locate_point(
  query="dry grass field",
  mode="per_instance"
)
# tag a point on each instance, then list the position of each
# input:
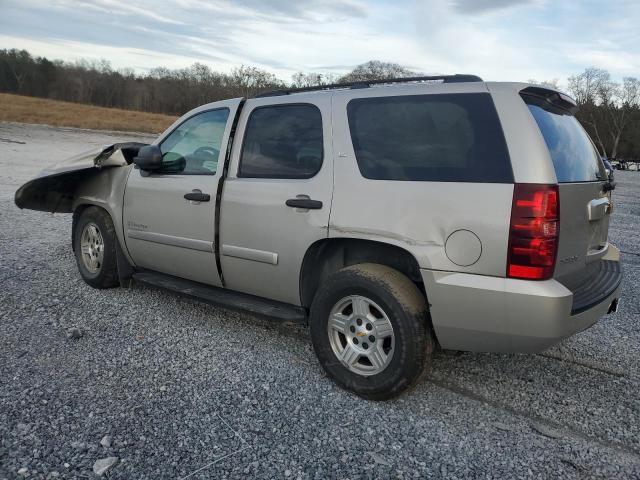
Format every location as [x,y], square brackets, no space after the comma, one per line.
[16,108]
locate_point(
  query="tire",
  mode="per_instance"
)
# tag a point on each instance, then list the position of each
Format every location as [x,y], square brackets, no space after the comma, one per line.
[101,247]
[379,296]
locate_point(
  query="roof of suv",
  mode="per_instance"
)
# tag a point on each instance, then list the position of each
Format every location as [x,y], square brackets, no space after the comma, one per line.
[457,78]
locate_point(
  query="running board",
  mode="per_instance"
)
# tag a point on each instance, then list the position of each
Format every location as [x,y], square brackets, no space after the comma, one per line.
[225,298]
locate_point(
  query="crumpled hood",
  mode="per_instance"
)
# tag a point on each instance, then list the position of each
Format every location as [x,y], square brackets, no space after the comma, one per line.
[53,189]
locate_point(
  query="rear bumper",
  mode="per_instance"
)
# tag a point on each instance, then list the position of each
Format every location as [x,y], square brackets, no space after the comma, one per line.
[491,314]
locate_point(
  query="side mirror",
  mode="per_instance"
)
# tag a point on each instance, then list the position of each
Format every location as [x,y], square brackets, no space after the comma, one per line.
[149,158]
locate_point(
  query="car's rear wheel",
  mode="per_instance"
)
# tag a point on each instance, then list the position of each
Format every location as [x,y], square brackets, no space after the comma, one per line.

Exercise instructions:
State how many lines of the items above contain the string "query", giving only the number.

Reply:
8